Reproduce the items below without any change, from the line that contains "Trace the outline of every instance of the metal" down to the line that contains "[[38,107],[99,108],[98,106],[38,105]]", including both of those lines.
** begin EXCERPTED DATA **
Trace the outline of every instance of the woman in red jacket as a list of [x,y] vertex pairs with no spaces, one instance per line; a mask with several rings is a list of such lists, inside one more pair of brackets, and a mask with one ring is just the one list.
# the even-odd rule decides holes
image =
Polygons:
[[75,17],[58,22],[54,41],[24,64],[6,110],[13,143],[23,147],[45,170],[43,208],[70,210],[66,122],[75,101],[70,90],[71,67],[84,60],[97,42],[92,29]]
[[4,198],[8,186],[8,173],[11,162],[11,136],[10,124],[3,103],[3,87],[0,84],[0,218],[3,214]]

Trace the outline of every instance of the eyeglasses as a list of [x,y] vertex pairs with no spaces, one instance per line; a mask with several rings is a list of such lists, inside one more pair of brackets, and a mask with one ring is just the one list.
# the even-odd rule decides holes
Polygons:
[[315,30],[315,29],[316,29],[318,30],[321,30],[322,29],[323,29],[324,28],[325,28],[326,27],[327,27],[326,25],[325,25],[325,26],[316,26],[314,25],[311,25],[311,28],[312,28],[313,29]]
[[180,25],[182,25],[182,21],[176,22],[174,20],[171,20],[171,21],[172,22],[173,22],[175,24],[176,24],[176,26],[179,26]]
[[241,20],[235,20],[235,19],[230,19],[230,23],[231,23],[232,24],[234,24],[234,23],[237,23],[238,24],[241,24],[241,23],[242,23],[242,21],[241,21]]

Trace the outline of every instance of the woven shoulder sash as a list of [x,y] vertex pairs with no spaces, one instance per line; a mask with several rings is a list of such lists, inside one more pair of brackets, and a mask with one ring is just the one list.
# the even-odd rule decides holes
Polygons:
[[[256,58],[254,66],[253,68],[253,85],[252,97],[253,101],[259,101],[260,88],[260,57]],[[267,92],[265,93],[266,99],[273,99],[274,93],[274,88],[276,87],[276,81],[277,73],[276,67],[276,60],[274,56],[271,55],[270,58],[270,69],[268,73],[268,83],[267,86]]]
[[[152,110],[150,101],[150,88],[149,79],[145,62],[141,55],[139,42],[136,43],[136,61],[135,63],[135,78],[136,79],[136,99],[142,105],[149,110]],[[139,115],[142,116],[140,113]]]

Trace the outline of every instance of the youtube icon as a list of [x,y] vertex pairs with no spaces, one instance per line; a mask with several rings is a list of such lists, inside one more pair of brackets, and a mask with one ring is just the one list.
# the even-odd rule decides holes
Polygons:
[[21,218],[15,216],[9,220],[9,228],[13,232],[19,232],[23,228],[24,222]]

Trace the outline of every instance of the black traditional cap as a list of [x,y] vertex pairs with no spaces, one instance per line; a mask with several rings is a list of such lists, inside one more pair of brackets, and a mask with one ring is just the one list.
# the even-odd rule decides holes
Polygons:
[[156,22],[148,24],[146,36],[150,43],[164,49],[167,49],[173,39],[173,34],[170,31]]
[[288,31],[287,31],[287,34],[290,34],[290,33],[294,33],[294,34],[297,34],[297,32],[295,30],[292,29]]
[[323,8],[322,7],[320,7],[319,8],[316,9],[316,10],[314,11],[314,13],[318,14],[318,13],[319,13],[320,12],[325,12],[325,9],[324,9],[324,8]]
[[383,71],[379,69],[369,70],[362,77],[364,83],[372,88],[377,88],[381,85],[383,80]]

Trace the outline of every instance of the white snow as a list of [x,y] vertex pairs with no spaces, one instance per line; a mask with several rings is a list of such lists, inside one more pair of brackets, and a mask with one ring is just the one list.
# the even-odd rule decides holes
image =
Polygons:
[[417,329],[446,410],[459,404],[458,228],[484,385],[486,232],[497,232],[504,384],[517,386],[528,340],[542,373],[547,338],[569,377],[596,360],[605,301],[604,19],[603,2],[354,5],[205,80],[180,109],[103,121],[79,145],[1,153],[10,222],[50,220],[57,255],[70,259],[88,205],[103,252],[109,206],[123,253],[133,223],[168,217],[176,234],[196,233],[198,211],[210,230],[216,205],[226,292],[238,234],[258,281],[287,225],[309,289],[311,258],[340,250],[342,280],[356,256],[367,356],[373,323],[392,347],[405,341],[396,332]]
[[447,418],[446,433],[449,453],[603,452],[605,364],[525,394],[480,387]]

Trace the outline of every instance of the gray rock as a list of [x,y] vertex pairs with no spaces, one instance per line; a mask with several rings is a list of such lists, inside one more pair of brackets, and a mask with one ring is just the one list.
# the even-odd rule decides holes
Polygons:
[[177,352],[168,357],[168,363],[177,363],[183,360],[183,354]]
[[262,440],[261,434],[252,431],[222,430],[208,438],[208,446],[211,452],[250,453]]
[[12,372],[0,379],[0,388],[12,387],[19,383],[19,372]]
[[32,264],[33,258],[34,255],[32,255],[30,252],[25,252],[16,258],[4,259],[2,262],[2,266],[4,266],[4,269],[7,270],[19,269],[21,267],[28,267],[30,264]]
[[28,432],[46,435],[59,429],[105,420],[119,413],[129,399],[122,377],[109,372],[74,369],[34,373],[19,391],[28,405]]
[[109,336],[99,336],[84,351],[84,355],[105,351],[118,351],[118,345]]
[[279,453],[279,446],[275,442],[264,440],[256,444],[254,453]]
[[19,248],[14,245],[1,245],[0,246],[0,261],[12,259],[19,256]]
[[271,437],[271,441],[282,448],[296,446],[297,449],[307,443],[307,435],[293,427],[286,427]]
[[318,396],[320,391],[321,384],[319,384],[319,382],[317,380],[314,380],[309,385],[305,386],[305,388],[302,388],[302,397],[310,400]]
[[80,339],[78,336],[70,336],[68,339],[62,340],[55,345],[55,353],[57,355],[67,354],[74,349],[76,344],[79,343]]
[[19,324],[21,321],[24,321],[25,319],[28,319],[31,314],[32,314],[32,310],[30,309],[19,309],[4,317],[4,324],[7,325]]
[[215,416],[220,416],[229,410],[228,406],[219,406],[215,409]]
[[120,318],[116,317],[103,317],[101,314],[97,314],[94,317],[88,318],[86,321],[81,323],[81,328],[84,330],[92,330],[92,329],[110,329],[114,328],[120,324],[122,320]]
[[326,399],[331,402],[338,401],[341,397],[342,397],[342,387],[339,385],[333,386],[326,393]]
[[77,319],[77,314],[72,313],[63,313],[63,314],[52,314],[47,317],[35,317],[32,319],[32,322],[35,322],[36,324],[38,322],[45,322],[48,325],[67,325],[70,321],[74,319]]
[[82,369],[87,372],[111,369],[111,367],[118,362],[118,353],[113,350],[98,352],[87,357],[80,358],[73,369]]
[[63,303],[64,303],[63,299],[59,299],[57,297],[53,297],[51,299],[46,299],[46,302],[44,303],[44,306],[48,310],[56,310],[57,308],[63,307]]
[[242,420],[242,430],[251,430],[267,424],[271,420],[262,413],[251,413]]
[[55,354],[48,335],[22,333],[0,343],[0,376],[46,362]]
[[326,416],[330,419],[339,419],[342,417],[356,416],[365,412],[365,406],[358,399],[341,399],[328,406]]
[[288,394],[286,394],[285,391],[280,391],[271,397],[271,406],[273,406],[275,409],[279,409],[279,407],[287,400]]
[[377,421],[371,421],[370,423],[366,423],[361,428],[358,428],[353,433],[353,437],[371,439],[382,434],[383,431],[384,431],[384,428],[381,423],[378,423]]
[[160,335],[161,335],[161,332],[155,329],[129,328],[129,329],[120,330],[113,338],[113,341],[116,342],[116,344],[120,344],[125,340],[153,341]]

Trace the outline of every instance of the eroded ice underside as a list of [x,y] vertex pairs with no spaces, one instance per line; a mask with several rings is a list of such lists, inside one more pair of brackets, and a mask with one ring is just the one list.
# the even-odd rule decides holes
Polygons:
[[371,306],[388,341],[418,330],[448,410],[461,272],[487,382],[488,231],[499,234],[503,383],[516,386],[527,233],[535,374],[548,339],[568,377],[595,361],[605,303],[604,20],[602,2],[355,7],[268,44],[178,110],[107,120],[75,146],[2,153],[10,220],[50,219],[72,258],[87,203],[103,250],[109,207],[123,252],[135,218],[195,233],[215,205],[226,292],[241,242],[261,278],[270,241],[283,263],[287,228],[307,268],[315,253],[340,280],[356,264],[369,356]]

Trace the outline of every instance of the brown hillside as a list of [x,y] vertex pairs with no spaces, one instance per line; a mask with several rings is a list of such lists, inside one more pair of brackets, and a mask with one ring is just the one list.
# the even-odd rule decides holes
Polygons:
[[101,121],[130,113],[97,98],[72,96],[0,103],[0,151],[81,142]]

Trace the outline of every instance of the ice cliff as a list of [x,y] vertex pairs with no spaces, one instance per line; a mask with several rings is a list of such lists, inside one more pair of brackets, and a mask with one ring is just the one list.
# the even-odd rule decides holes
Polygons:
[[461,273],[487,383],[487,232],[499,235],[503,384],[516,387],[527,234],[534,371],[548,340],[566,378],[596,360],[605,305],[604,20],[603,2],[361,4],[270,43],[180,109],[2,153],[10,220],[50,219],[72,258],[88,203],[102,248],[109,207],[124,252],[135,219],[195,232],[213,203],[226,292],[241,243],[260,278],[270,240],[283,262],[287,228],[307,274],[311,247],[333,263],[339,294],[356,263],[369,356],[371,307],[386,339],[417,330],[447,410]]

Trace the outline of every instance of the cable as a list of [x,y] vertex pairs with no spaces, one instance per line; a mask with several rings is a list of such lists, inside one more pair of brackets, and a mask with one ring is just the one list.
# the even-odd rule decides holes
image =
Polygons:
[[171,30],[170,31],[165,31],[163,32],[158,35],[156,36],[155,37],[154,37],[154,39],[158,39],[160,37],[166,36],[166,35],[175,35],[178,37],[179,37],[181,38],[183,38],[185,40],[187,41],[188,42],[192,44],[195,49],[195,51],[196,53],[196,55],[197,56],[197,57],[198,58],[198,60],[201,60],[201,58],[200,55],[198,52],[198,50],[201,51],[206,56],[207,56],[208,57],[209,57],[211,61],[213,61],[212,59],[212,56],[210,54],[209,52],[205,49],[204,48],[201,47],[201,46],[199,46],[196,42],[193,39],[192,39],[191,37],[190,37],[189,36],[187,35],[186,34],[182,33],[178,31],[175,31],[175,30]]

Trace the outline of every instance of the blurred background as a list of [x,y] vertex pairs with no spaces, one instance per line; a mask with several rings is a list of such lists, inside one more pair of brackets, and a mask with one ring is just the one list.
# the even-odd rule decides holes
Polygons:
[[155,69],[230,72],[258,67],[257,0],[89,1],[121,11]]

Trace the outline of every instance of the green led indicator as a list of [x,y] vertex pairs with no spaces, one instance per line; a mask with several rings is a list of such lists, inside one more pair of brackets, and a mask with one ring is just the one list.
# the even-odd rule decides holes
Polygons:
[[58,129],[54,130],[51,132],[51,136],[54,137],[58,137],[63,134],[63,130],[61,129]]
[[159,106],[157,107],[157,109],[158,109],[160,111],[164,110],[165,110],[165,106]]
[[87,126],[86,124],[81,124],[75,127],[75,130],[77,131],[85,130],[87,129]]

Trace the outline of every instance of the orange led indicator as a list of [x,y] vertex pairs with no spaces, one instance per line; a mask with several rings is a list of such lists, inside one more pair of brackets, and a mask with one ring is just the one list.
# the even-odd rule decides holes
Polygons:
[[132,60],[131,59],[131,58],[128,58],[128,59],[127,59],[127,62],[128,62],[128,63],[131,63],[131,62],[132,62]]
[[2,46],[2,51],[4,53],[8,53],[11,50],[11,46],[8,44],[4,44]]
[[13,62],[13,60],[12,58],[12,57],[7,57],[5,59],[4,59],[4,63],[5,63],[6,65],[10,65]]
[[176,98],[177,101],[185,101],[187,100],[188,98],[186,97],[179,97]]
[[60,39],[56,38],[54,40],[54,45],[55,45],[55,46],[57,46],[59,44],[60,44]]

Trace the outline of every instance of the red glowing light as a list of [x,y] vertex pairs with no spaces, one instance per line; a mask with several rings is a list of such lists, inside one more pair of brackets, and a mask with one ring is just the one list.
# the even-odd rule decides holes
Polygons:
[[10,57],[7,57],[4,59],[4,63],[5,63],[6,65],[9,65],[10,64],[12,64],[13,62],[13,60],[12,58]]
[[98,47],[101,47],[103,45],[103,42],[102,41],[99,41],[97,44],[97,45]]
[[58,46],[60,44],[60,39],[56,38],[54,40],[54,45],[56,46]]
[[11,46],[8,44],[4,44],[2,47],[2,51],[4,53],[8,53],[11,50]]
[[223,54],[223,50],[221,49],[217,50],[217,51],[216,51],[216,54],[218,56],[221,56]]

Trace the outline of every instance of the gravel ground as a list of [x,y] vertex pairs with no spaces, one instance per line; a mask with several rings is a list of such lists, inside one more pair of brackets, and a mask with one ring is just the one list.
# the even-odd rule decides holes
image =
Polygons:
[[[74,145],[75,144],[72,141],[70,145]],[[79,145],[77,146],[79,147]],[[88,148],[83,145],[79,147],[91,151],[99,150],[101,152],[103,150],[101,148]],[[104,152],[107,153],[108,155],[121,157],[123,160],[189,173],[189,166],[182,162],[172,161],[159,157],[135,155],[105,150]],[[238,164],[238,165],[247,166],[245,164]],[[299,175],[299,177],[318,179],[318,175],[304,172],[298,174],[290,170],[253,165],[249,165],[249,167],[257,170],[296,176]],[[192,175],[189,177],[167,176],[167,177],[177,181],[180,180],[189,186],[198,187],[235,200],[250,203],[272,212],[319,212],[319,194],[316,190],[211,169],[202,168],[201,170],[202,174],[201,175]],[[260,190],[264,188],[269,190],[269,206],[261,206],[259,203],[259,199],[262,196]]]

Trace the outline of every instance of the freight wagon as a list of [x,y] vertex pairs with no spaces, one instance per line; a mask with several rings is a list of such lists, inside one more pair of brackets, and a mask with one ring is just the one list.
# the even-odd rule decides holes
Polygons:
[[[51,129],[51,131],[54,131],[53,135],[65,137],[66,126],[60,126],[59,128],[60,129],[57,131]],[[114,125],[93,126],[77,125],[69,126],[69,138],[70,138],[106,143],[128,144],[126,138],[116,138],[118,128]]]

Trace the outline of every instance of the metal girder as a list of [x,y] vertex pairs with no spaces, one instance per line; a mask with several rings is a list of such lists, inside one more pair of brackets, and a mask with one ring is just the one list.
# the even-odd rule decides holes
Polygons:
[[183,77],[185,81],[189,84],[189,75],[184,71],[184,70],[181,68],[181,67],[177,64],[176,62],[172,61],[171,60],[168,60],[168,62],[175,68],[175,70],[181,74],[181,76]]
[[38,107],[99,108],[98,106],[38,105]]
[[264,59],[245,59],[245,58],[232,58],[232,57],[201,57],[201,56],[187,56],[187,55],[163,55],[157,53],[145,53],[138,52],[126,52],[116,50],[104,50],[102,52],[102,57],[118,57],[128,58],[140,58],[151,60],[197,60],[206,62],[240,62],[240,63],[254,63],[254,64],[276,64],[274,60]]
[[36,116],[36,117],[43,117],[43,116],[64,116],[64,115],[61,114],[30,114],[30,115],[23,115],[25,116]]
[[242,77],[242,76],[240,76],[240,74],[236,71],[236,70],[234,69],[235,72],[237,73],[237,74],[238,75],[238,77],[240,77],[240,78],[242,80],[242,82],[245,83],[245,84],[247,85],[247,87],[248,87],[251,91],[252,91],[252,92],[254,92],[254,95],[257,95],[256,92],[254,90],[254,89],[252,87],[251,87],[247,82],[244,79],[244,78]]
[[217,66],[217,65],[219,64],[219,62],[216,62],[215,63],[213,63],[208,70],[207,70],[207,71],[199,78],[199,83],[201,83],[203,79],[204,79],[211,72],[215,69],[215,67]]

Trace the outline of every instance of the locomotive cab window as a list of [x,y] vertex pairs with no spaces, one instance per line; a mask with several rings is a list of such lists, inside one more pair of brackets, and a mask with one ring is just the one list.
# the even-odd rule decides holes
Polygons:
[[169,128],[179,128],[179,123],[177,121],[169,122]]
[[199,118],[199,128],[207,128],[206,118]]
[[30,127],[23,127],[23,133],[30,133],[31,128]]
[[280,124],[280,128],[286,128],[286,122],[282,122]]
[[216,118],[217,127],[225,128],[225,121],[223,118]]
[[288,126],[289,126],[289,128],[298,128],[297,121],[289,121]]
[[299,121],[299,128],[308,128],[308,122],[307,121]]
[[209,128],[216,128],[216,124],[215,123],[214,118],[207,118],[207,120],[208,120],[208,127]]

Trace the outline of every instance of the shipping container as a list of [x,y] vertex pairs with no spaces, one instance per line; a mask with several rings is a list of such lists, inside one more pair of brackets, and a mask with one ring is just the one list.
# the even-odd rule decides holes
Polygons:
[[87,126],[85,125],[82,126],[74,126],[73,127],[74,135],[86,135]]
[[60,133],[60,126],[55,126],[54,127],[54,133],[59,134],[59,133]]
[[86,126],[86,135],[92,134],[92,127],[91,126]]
** end EXCERPTED DATA **
- TASK OUTPUT
Trace the outline of every instance of the metal girder as a list of [x,y] vertex pairs with no spaces, one instance per line; a mask with several rings is a list of such lists, inside one more pair of brackets, and a mask with one ring is just the one list.
# the even-odd rule decides holes
Polygons:
[[183,77],[185,81],[189,84],[189,75],[184,71],[184,70],[181,68],[181,67],[177,64],[176,62],[172,61],[171,60],[168,60],[168,62],[175,68],[175,70],[181,74],[181,76]]
[[38,107],[99,108],[98,106],[38,105]]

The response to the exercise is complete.